* Task directions *
Reproduce the rows from the line containing "For every instance of the white helmet" through the end of the rows, keeping their requests, and shift every point coordinate in the answers by adding 34 to it. Give only those lines.

Labeled-object pointing entries:
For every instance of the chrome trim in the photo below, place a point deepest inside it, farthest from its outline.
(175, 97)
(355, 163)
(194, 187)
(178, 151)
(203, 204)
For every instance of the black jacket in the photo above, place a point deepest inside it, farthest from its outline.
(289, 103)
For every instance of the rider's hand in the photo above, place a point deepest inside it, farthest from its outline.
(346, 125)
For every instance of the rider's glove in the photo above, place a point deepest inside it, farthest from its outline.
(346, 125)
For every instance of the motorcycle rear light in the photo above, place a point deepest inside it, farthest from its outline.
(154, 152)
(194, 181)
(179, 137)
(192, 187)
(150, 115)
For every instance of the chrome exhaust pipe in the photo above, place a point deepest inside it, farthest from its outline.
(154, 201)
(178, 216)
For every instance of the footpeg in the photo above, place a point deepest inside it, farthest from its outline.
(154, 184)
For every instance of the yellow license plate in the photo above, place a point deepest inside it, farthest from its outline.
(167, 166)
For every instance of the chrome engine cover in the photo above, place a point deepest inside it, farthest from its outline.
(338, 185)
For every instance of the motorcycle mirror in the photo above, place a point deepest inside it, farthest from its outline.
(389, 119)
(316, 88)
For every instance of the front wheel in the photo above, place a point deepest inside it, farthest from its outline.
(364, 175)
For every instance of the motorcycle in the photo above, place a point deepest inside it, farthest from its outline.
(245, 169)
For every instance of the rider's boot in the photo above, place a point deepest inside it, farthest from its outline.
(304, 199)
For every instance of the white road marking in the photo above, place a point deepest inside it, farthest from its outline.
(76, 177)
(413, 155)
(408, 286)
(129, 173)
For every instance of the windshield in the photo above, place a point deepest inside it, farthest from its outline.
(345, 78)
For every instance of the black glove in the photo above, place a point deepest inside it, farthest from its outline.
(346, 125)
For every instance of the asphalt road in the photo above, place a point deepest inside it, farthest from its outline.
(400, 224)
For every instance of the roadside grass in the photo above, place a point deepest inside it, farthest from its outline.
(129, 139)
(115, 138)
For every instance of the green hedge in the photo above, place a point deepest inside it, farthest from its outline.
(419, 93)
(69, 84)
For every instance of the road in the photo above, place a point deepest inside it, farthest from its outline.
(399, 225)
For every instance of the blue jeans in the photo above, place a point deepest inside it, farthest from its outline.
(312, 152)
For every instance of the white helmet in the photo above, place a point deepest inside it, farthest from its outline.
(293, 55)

* Finished exercise *
For every instance of the white helmet in the photo above, place a point deepest inside it, farthest from its outline.
(327, 89)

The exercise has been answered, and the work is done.